=== 本题记录 ===
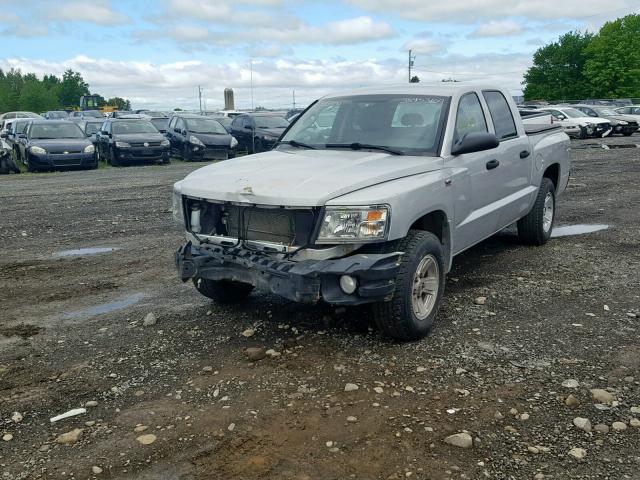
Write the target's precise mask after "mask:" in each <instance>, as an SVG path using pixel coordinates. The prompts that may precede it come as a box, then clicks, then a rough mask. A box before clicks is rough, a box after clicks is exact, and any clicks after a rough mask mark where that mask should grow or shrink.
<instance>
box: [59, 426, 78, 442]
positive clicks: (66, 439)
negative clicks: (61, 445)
mask: <svg viewBox="0 0 640 480" xmlns="http://www.w3.org/2000/svg"><path fill="white" fill-rule="evenodd" d="M80 435H82V429H81V428H74V429H73V430H71V431H70V432H67V433H63V434H61V435H58V438H56V442H57V443H61V444H63V445H73V444H74V443H76V442H77V441H78V439H79V438H80Z"/></svg>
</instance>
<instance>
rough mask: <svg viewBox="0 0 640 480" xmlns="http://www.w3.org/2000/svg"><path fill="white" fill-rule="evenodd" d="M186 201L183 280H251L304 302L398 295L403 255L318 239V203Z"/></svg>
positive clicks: (339, 302) (180, 258)
mask: <svg viewBox="0 0 640 480" xmlns="http://www.w3.org/2000/svg"><path fill="white" fill-rule="evenodd" d="M181 207H182V218H184V220H185V222H184V223H185V227H186V229H187V237H188V239H189V241H188V242H187V243H186V244H185V245H184V246H182V247H181V248H180V249H179V250H178V251H177V252H176V266H177V268H178V272H179V275H180V278H181V279H182V280H183V281H187V280H189V279H198V278H204V279H209V280H214V281H216V280H218V281H219V280H225V281H232V282H239V283H245V284H249V285H253V286H254V287H256V288H258V289H259V290H262V291H265V292H269V293H274V294H276V295H280V296H282V297H284V298H287V299H289V300H293V301H296V302H301V303H317V302H319V301H325V302H328V303H331V304H335V305H358V304H363V303H372V302H380V301H386V300H389V299H390V298H391V297H392V296H393V292H394V289H395V282H394V279H395V277H396V274H397V272H398V269H399V265H400V257H401V255H402V254H401V253H400V252H393V253H384V254H368V253H367V254H364V253H358V247H359V245H319V246H316V245H314V240H315V238H316V236H317V230H318V228H319V224H320V222H319V219H320V218H322V215H323V212H324V209H322V208H320V207H313V208H284V207H273V206H258V205H249V204H237V203H232V202H215V201H210V200H206V201H205V200H200V199H191V198H185V199H184V201H183V202H182V204H181ZM174 210H175V207H174Z"/></svg>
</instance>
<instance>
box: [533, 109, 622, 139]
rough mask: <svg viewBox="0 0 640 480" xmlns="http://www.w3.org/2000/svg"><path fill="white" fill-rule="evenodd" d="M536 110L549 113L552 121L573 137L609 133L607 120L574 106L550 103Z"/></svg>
mask: <svg viewBox="0 0 640 480" xmlns="http://www.w3.org/2000/svg"><path fill="white" fill-rule="evenodd" d="M536 111H544V112H549V113H551V115H552V116H553V121H554V123H559V124H560V125H562V128H564V132H565V133H566V134H567V135H569V136H570V137H573V138H582V139H584V138H589V137H606V136H607V135H609V134H611V123H610V122H609V120H607V119H606V118H598V117H589V116H587V115H585V114H584V112H582V111H580V110H578V109H576V108H572V107H565V106H553V105H552V106H549V107H544V108H542V109H540V110H536Z"/></svg>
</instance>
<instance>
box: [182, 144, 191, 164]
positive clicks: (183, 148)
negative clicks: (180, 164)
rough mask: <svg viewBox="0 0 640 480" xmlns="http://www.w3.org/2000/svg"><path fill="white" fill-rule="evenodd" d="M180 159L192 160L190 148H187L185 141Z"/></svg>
mask: <svg viewBox="0 0 640 480" xmlns="http://www.w3.org/2000/svg"><path fill="white" fill-rule="evenodd" d="M182 160H184V161H185V162H190V161H191V160H193V155H192V152H191V149H190V148H189V145H188V144H186V143H185V144H184V146H183V147H182Z"/></svg>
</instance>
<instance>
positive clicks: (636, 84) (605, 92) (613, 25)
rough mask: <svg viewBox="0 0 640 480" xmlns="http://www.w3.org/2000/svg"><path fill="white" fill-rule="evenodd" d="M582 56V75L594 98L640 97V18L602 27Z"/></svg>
mask: <svg viewBox="0 0 640 480" xmlns="http://www.w3.org/2000/svg"><path fill="white" fill-rule="evenodd" d="M585 53H586V56H587V61H586V64H585V69H584V72H585V76H586V77H587V78H588V79H589V84H590V92H589V93H590V94H591V95H592V96H593V97H596V98H613V97H638V96H640V15H638V14H633V15H627V16H626V17H623V18H619V19H617V20H615V21H613V22H607V23H605V24H604V25H603V26H602V28H601V29H600V32H599V33H598V35H596V36H595V37H594V38H593V40H592V41H591V42H590V43H589V45H588V46H587V47H586V48H585Z"/></svg>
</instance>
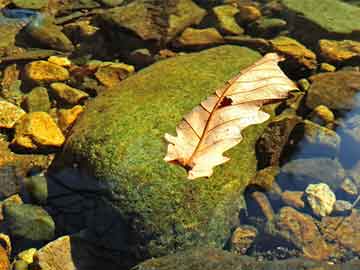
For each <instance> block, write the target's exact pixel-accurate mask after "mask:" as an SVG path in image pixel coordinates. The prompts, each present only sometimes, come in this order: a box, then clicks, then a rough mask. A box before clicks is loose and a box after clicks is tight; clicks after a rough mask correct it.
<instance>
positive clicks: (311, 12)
mask: <svg viewBox="0 0 360 270" xmlns="http://www.w3.org/2000/svg"><path fill="white" fill-rule="evenodd" d="M281 3H282V4H283V6H284V8H285V9H286V11H287V12H286V14H287V17H288V21H289V22H291V23H292V24H293V28H292V29H293V32H294V33H293V34H295V36H296V37H297V38H298V39H300V40H301V41H303V42H305V43H307V42H310V43H313V44H316V43H317V41H318V40H319V39H321V38H327V39H354V40H360V20H359V16H360V8H359V7H356V6H354V5H350V4H347V3H344V2H343V1H340V0H324V1H313V0H302V1H298V0H281ZM309 33H311V35H309Z"/></svg>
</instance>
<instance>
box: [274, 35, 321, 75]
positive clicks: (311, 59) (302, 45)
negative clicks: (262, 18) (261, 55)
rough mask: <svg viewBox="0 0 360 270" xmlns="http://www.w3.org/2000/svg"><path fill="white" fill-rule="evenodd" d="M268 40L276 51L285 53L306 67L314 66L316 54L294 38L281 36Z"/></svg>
mask: <svg viewBox="0 0 360 270" xmlns="http://www.w3.org/2000/svg"><path fill="white" fill-rule="evenodd" d="M270 42H271V45H272V47H273V49H274V50H275V51H276V52H279V53H281V54H285V55H286V56H288V57H289V58H292V59H293V60H295V61H296V62H297V63H298V64H300V65H302V66H305V67H306V68H308V69H315V68H316V64H317V62H316V54H315V53H313V52H312V51H310V50H309V49H307V48H306V47H305V46H304V45H302V44H301V43H299V42H298V41H296V40H295V39H292V38H289V37H284V36H281V37H278V38H275V39H272V40H271V41H270Z"/></svg>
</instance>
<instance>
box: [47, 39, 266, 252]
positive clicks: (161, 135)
mask: <svg viewBox="0 0 360 270" xmlns="http://www.w3.org/2000/svg"><path fill="white" fill-rule="evenodd" d="M259 57H260V55H259V54H258V53H256V52H254V51H252V50H250V49H247V48H242V47H238V46H221V47H217V48H213V49H209V50H205V51H202V52H200V53H193V54H187V55H183V56H179V57H174V58H170V59H168V60H164V61H160V62H157V63H155V64H154V65H152V66H150V67H149V68H146V69H143V70H141V71H140V72H138V73H137V74H135V75H133V76H131V77H129V78H127V79H126V80H124V81H123V82H121V84H120V85H119V86H117V87H116V89H113V90H110V89H109V91H106V92H104V93H102V94H101V95H100V96H98V97H97V98H96V99H94V100H92V101H91V102H90V103H89V104H88V106H87V108H86V110H85V112H84V113H83V114H82V115H81V116H80V118H79V119H78V120H77V122H76V124H75V126H74V127H73V129H72V131H71V135H70V136H69V137H68V140H67V143H66V145H65V147H64V150H63V153H62V155H59V156H58V159H57V162H55V164H56V167H55V168H54V169H53V170H52V173H56V171H57V170H61V169H64V167H65V169H66V167H67V166H73V164H77V165H78V168H79V170H81V171H82V172H86V173H87V174H90V176H92V178H94V177H95V178H96V179H97V180H96V181H97V182H98V183H99V184H100V185H101V186H102V187H103V188H104V189H105V191H106V192H103V194H104V195H102V198H103V199H104V200H105V201H107V202H108V204H109V205H111V207H113V209H112V210H115V211H116V213H117V214H118V220H119V221H123V222H124V224H125V226H126V228H128V231H123V232H122V233H124V235H125V236H127V237H129V238H130V239H131V243H130V246H128V247H127V250H134V251H135V252H136V253H138V254H139V255H140V256H141V257H144V256H145V257H148V256H159V255H162V254H167V253H169V252H173V251H174V250H179V249H183V248H186V247H189V246H194V245H209V246H216V247H222V246H223V245H224V244H225V242H226V241H227V239H228V237H229V236H230V232H231V229H232V228H234V227H233V226H234V225H236V222H238V212H239V210H240V208H241V207H242V203H243V198H242V192H243V190H244V188H245V187H246V186H247V184H248V183H249V181H250V180H251V179H252V178H253V176H254V175H255V173H256V166H257V160H256V155H255V146H254V145H255V143H256V141H257V139H258V138H259V136H260V135H261V134H262V132H263V130H264V129H265V127H266V125H267V124H262V125H256V126H251V127H249V128H247V129H246V130H245V131H244V132H243V135H244V139H243V141H242V142H241V143H240V144H239V145H238V146H236V147H234V148H233V149H231V150H229V151H228V152H227V155H228V156H229V157H231V160H230V161H229V162H227V163H226V164H224V165H222V166H218V167H216V168H215V172H214V174H213V175H212V176H211V177H210V178H200V179H197V180H196V181H189V180H188V179H187V173H186V171H185V170H184V169H183V168H182V167H180V166H177V165H171V164H168V163H166V162H165V161H164V160H163V158H164V156H165V154H166V149H167V145H166V143H165V140H164V133H166V132H168V133H172V134H175V127H176V125H177V124H178V123H179V122H180V120H181V119H182V116H183V115H184V114H186V113H187V112H189V111H190V110H191V109H192V108H193V107H195V106H196V105H198V104H199V103H200V101H202V100H204V99H205V98H206V97H207V96H209V95H210V94H212V93H213V92H214V90H215V89H217V88H218V87H220V86H221V85H223V84H224V82H225V81H226V80H228V79H230V78H231V77H233V76H234V75H235V74H237V73H238V72H239V71H240V70H241V69H243V68H245V67H247V66H249V65H250V64H252V63H254V62H255V61H256V60H257V59H259ZM268 108H269V107H268ZM92 178H90V177H89V181H90V179H92ZM64 180H65V181H66V179H64ZM84 181H85V182H84ZM86 181H87V178H84V179H83V182H82V185H85V186H86ZM92 186H94V185H93V184H92ZM100 222H103V221H102V220H101V221H100ZM119 233H121V232H119ZM117 244H120V243H117ZM122 244H123V243H122ZM129 247H130V248H129Z"/></svg>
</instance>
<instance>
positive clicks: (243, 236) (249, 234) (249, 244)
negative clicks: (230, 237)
mask: <svg viewBox="0 0 360 270" xmlns="http://www.w3.org/2000/svg"><path fill="white" fill-rule="evenodd" d="M257 235H258V231H257V229H256V228H255V227H252V226H240V227H237V228H236V229H235V231H234V232H233V234H232V236H231V239H230V250H231V251H232V252H236V253H239V254H245V253H246V251H247V250H248V249H249V247H250V246H251V244H252V243H253V242H254V240H255V238H256V236H257Z"/></svg>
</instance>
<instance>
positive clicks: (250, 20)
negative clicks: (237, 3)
mask: <svg viewBox="0 0 360 270" xmlns="http://www.w3.org/2000/svg"><path fill="white" fill-rule="evenodd" d="M260 17H261V11H260V10H259V9H258V8H257V7H255V6H252V5H246V4H244V5H240V6H239V13H238V14H237V15H236V19H237V20H238V21H239V22H241V23H251V22H254V21H256V20H257V19H259V18H260Z"/></svg>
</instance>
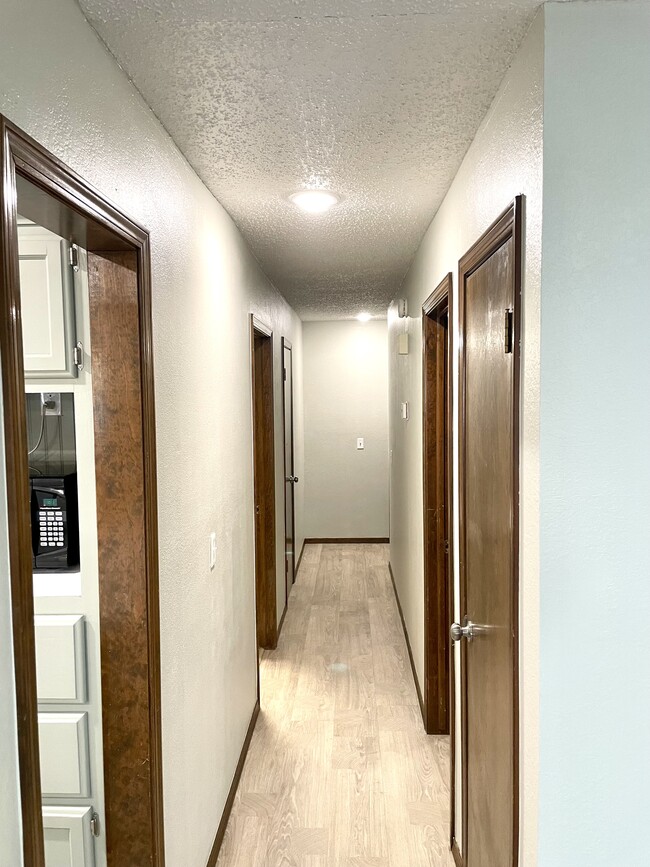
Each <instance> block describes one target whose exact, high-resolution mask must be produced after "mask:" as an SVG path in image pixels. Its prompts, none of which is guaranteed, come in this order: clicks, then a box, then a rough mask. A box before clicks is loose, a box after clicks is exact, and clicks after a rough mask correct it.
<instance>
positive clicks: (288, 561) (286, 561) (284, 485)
mask: <svg viewBox="0 0 650 867" xmlns="http://www.w3.org/2000/svg"><path fill="white" fill-rule="evenodd" d="M282 366H283V374H282V377H283V381H284V394H283V407H284V409H283V417H284V571H285V586H286V603H285V610H286V604H288V602H289V592H290V590H291V587H292V586H293V583H294V582H295V580H296V517H295V497H294V493H295V492H294V488H295V485H297V484H298V482H299V479H298V476H296V475H294V473H295V462H294V450H293V352H292V347H291V343H290V342H289V341H288V340H287V339H286V337H283V338H282Z"/></svg>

=== 任务 ===
从上面的记录中摘出所有含有字符串“positive”的行。

=== 作答区 ===
positive clicks: (66, 439)
positive clicks: (339, 302) (180, 258)
positive clicks: (183, 148)
positive clicks: (636, 84) (605, 92) (613, 25)
positive clicks: (311, 12)
positive clicks: (311, 59) (302, 45)
positive clicks: (161, 135)
positive clicks: (243, 236) (249, 234) (249, 244)
positive clicks: (250, 20)
positive clicks: (288, 561) (286, 561) (284, 485)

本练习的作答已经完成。